_Exercise set_
a) Reproduce the passage of the article on pro-wrestling and the Tea Party from "Pro-wrestling and the" up to and including "2013 4:37PM (EST)".
b) Supply what comes next in the article on pro-wrestling and the Tea Party, beginning right after its final sentence.

Pro-wrestling and the Tea Party, together at last

The men in the WWE aren't just grappling with each other -- they're grappling with the soul of the Republican Party

Published February 28, 2013 4:37PM (EST)

This originally appeared on The Classical.

Karl Rove's on-air meltdown during Fox News' election-night coverage might have been one of the greatest pieces of political theater in recent years, but behind it was a very real struggle for the center of the Republican Party. Rove had always held the radical view that the party should adapt to changing demographics and maybe stop making a point of hating Latino immigrants so outwardly and vehemently, and the expensively manufactured quasi-populist Tea Party movement disagreed. And now that we know the Tea Party is really only good at holding up Congressional legislation, the party is changing, and we're seeing Rovian types scrambling to hold up guys like Marco Rubio and Ted Cruz as potential leaders of anything. Obviously, this has all been crazy fun to watch. But I'd argue that the same struggle, playing as it is in WWE rings, is even more fascinating.

_Dataset entries_
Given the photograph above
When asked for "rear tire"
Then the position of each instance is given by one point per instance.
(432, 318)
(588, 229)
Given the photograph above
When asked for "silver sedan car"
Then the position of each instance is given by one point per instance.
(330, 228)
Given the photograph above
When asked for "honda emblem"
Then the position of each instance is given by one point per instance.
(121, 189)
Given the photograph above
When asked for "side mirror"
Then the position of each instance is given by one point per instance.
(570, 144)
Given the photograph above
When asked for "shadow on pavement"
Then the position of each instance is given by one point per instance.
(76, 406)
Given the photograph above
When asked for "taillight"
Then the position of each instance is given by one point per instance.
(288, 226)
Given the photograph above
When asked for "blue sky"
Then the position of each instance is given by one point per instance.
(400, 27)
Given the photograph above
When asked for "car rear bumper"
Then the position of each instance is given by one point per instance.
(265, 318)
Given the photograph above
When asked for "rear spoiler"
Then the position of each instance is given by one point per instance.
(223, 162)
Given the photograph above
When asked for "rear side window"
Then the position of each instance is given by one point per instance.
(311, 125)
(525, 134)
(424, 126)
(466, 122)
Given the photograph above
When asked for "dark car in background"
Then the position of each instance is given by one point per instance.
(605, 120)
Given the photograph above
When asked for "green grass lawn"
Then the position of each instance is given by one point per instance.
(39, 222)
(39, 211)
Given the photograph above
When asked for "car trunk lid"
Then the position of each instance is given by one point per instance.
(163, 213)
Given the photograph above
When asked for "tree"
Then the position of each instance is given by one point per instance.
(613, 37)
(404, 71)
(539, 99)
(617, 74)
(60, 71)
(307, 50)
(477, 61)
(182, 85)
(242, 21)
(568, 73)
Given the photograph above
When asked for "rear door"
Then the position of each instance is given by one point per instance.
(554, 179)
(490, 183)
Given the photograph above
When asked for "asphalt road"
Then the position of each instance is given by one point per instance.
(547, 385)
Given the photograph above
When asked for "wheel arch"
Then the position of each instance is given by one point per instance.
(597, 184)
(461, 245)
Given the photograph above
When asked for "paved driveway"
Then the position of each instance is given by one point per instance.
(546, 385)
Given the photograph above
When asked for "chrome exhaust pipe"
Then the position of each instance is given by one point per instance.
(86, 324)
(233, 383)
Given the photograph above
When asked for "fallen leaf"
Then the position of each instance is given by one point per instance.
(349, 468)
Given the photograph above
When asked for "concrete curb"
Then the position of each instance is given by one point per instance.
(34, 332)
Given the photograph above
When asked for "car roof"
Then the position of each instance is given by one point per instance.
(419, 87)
==
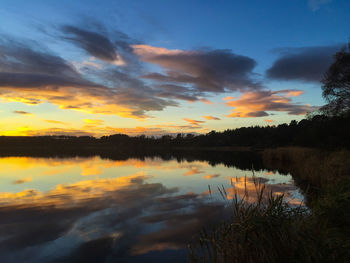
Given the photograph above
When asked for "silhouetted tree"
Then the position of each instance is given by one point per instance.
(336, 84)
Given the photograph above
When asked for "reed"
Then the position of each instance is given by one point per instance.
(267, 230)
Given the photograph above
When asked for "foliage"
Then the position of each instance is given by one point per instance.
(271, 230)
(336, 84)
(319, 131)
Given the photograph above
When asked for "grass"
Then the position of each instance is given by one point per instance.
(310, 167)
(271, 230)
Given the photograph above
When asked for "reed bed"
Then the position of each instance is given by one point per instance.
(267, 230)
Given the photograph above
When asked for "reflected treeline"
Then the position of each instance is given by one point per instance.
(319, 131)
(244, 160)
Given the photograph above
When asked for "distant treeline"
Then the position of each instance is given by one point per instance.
...
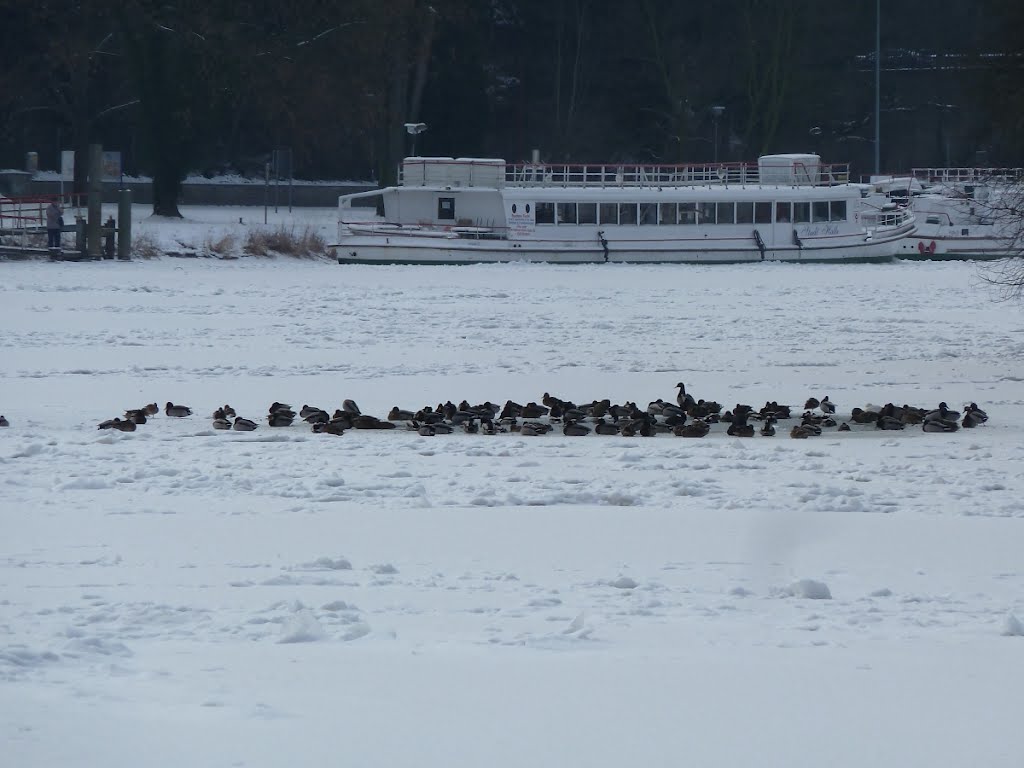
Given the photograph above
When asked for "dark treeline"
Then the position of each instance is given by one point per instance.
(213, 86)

_Answers to the exercise_
a)
Pro-wrestling and the Tea Party, together at last

The men in the WWE aren't just grappling with each other -- they're grappling with the soul of the Republican Party

Published February 28, 2013 4:37PM (EST)

b)
The Classical

For a few generations now, Connecticut's McMahon family has controlled the WWE. McMahon matron Linda McMahon has run for Senate as a Republican twice, and she's lost spectacularly both times, culminating in the bizarre spectacle of her most recent concession speech. Linda spent a bit of time attempting to throw in with the Tea Party, but the McMahons are, at heart, old-school Northeastern business-class Republicans. If the religious right mattered that much to them, they wouldn't have booked the Undertaker to crucify Stone Cold Steve Austin on their TV show 14 years ago. And until a couple of weeks ago, the family's strongest statement on their Party's dissolution was a Daniel Bryan/Kane sketch that ineffectually made fun of Nate Silver. But now we've got Zeb Colter, which is something different.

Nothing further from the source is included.